Prompt 1: Summarize the news digest in three sentences.
Prompt 2: According to the news digest, who introduced the angel tax, and in which Budget?
Prompt 3:
For each statement, say whether it agrees with the news digest, and quote the words that decide it.
(a) The angel tax was introduced to curb money laundering.
(b) FDI equity inflows into India rose in 2018-19.
(c) The e-invoice mechanism would apply to all companies from the start.

Selected text:
---*---

The government has provided angel tax exemption to 541 start-ups so far, industry secretary Ramesh Abhishek tweeted. He said only 36 applications for the exemption were turned down and that too for incomplete documentation.
The angel tax is levied on start-ups that have received equity infusion in excess of their fair valuation, with the premium being paid by investors as their income. It was introduced in the 2012-13 Budget by the then finance minister Pranab Mukherjee to curb money laundering.
As of now, according to Section 56 (2) (vii)(b) of the Income Tax Act, if a privately held company issues its shares at a price more than its fair market value, the amount received in excess of the fair market value will be taxed as income from other sources.
FDI Policy Review Begins as Inflows Drop Despite Auto Route
The government is examining India’s foreign direct investment policy to look for new areas that can be opened to overseas investors and sectors that face hurdles despite being on the automatic route.
“We have started a review and have asked all stakeholders to check for areas that can be opened up and if the automatic route is actually being used in existing sectors,” said an official aware of the development.
The exercise comes after FDI equity inflows into India fell in 2018-19, for the first time in six years, with a steep decline in telecom, pharmaceuticals and power.
FDI equity inflows into India declined 1% to Rs. 44.4 billion in 2018-19 from a record Rs. 44.8 billion in the previous year, data released by the Department for Promotion of Industry and Internal Trade showed.
E-invoice System Under GST Likely
Top companies in the country may soon have to rely on a common goods and services tax portal to issue invoices to their customers.The government is looking to introduce an electronic invoice mechanism under GST, but could restrict it to large companies in the initial phase, said a government official privy to the deliberations on the matter. This will automatically register every transaction on the GST network.
After the successful implementation of the e-way bill system, the government is upbeat on opting for the e-invoicing as it looks to curb tax evasion.

---*---

Region descriptions in natural language
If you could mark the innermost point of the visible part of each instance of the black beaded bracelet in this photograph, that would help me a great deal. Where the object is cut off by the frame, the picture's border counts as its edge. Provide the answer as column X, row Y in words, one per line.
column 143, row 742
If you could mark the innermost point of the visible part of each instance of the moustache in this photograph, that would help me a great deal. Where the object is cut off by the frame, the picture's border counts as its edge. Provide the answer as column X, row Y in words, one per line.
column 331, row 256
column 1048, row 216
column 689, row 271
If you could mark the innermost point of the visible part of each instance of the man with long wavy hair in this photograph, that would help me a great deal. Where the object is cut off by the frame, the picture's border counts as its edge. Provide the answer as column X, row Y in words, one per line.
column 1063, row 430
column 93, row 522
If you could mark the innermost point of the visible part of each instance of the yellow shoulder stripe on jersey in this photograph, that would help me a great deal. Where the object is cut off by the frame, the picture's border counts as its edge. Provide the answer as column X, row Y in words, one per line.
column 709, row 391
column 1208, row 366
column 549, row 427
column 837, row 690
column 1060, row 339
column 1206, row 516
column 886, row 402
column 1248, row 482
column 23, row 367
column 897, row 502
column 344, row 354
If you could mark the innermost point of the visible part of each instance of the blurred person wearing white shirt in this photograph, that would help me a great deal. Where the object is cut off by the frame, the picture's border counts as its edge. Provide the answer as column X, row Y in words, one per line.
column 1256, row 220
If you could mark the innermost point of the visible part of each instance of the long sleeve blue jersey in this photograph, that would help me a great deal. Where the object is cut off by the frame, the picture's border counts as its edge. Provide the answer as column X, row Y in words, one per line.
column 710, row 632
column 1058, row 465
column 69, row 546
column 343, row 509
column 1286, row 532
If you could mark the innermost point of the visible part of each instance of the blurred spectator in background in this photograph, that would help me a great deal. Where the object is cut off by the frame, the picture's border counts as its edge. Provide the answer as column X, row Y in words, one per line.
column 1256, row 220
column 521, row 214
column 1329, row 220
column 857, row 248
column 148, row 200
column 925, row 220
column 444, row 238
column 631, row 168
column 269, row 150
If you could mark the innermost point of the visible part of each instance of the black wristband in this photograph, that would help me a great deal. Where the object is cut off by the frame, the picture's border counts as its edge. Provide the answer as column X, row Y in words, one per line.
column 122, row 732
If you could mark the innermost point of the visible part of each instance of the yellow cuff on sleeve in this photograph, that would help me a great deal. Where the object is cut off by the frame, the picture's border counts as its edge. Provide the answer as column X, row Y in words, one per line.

---*---

Problem solution 1: The government has granted angel tax exemption to 541 start-ups and turned down only 36 applications, all for incomplete documentation. It is reviewing India's foreign direct investment policy after FDI equity inflows fell in 2018-19 for the first time in six years. It is also looking to introduce an electronic invoice mechanism under GST, possibly limited to large companies at first, to curb tax evasion.

Problem solution 2: The then finance minister Pranab Mukherjee introduced it in the 2012-13 Budget.

Problem solution 3:
(a) Yes: "It was introduced in the 2012-13 Budget by the then finance minister Pranab Mukherjee to curb money laundering."
(b) No: "FDI equity inflows into India declined 1% to Rs. 44.4 billion in 2018-19"
(c) No: "could restrict it to large companies in the initial phase"